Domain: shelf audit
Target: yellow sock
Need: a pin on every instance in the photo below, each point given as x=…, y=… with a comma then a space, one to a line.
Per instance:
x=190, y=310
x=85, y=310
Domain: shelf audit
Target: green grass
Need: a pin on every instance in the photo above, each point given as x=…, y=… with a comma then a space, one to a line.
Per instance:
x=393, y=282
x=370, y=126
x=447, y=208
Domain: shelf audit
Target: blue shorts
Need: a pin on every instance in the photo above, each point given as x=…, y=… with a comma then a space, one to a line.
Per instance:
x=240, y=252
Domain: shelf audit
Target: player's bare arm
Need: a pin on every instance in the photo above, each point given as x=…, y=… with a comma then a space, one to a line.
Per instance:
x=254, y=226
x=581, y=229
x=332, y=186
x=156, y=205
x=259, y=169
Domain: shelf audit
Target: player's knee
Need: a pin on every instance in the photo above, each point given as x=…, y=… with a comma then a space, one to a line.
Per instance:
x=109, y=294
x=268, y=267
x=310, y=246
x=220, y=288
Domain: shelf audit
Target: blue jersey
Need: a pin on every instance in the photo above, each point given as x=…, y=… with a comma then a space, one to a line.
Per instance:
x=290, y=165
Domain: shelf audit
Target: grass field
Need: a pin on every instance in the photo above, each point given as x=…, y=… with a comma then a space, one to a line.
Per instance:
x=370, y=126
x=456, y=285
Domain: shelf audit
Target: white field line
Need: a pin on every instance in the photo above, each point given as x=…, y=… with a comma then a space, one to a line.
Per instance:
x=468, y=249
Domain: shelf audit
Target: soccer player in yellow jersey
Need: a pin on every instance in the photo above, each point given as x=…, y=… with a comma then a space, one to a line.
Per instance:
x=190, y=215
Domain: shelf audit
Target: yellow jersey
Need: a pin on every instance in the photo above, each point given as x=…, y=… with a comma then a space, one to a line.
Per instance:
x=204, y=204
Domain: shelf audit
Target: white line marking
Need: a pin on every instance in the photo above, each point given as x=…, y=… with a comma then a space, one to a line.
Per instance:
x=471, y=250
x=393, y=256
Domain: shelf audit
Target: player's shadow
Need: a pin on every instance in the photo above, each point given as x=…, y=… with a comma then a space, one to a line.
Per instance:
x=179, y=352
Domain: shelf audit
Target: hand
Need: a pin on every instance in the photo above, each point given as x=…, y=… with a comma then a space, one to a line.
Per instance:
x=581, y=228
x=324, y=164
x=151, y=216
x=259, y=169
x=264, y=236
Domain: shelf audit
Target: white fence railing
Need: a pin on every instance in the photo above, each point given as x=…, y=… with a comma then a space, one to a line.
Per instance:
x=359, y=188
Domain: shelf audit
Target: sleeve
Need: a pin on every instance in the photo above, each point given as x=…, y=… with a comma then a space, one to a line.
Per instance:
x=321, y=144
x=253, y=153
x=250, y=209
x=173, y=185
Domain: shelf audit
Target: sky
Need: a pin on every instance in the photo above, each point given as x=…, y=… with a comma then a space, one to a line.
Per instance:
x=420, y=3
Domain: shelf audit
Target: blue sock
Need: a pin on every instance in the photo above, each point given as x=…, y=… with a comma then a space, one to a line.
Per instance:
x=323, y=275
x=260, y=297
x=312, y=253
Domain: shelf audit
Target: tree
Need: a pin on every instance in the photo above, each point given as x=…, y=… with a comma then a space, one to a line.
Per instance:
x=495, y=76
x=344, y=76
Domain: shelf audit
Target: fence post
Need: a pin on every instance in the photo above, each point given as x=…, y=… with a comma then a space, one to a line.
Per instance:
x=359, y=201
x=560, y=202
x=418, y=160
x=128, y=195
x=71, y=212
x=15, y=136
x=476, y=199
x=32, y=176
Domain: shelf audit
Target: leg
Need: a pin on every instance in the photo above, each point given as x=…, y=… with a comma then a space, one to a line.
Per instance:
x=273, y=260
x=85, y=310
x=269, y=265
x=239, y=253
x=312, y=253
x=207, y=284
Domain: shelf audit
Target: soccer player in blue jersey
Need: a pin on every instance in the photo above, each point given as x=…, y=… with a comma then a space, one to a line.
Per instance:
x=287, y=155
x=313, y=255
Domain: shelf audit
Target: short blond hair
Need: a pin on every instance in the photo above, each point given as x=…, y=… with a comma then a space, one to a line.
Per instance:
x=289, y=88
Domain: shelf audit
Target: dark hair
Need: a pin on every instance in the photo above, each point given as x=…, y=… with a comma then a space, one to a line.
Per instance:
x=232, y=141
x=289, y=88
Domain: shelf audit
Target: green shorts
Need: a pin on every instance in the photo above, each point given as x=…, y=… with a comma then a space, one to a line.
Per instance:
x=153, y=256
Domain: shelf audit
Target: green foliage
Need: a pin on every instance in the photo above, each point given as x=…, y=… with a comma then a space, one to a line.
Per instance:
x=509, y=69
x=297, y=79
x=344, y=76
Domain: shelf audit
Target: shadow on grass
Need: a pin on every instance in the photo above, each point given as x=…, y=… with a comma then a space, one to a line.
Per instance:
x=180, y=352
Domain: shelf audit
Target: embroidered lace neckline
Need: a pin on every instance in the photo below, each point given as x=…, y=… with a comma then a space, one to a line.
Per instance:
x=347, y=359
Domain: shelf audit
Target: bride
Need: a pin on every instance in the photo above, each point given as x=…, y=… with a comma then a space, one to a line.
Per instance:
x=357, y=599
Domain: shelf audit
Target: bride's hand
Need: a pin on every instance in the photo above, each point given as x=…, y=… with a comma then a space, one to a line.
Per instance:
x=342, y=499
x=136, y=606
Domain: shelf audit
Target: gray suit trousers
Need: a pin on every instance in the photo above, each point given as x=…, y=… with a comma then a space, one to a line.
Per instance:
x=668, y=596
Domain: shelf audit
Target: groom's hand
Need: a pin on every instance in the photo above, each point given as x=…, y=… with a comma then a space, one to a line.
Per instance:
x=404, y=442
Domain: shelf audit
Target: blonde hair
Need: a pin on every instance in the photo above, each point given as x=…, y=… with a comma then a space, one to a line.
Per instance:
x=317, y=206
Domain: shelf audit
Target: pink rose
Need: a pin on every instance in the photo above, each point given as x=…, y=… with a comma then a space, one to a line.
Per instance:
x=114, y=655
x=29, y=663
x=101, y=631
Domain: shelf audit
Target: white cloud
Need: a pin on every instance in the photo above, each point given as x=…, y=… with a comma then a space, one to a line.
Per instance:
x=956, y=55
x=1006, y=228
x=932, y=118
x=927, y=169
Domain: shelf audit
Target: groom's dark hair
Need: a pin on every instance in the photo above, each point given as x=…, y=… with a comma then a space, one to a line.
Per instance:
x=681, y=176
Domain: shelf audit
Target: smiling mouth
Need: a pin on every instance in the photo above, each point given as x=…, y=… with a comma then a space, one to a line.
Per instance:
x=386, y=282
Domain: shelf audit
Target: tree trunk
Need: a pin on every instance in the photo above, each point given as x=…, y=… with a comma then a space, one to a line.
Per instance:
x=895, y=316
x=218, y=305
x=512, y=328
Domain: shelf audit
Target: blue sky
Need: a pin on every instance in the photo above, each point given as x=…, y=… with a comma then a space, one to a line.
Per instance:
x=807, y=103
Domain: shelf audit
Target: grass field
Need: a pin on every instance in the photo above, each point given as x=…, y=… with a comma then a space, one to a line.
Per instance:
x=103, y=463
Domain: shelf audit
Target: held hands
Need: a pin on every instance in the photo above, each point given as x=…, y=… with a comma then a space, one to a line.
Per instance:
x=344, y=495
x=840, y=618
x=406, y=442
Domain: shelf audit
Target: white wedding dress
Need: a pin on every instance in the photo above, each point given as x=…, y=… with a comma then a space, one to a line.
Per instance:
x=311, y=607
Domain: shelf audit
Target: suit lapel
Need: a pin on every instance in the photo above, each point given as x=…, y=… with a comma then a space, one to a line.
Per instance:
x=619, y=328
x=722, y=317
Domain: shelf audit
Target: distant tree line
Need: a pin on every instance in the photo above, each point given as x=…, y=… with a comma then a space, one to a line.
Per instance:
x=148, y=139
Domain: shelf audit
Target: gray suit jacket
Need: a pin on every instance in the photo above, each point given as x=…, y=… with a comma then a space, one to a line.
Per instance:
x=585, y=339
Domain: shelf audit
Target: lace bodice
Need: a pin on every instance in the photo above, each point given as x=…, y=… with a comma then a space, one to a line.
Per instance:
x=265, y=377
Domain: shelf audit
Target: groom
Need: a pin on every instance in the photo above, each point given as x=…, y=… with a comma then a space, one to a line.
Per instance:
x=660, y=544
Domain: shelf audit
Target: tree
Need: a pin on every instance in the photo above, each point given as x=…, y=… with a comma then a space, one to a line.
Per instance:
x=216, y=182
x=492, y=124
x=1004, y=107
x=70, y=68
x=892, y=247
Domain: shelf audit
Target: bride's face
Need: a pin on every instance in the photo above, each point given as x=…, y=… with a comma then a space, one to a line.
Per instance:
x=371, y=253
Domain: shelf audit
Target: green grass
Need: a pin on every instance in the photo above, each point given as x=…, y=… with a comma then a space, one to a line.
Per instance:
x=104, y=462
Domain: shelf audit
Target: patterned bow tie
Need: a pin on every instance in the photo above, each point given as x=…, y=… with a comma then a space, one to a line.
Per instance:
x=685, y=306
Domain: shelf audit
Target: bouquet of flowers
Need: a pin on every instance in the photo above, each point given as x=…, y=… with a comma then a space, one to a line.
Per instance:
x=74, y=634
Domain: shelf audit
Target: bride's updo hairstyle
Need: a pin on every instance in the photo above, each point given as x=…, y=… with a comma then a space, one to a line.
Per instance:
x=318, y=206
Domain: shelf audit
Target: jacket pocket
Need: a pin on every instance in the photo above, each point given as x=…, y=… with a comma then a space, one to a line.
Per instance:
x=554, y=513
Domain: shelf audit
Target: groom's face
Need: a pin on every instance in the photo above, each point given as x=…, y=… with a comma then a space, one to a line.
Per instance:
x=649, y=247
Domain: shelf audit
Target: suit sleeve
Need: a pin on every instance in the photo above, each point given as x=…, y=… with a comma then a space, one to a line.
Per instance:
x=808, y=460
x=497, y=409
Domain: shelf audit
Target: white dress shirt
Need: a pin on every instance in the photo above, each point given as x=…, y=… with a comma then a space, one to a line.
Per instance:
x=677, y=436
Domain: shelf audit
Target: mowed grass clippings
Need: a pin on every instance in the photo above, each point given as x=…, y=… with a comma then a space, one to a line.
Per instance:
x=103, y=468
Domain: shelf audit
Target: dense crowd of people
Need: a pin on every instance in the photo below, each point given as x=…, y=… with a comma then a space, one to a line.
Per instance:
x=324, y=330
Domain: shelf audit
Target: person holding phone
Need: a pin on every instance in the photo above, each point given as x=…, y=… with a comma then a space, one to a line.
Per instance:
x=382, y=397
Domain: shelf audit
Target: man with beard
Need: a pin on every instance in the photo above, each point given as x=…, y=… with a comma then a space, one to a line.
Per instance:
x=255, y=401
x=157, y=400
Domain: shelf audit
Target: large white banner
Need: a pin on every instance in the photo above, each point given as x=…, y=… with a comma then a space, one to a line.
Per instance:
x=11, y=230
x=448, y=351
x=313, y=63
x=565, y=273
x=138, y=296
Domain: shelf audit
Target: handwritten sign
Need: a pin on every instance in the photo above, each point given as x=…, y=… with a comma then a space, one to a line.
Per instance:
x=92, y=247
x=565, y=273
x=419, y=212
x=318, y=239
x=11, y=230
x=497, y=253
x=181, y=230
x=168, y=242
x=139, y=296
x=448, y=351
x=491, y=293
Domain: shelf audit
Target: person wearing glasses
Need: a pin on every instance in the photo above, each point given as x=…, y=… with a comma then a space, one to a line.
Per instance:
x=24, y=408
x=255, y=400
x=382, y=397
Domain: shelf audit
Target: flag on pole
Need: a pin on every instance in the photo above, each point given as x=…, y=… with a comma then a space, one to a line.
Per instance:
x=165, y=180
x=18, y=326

########

= TRY IT =
Transcribe the line that contains "Target: flag on pole" exactly, then each line after it through the end of the material. Nothing else belongs in the output.

= EXPECTED ANSWER =
Target: flag on pole
Need: a pin on every instance in the photo above, each point given as x=…, y=… with a comma then a space, one to a line.
Per instance:
x=165, y=180
x=18, y=326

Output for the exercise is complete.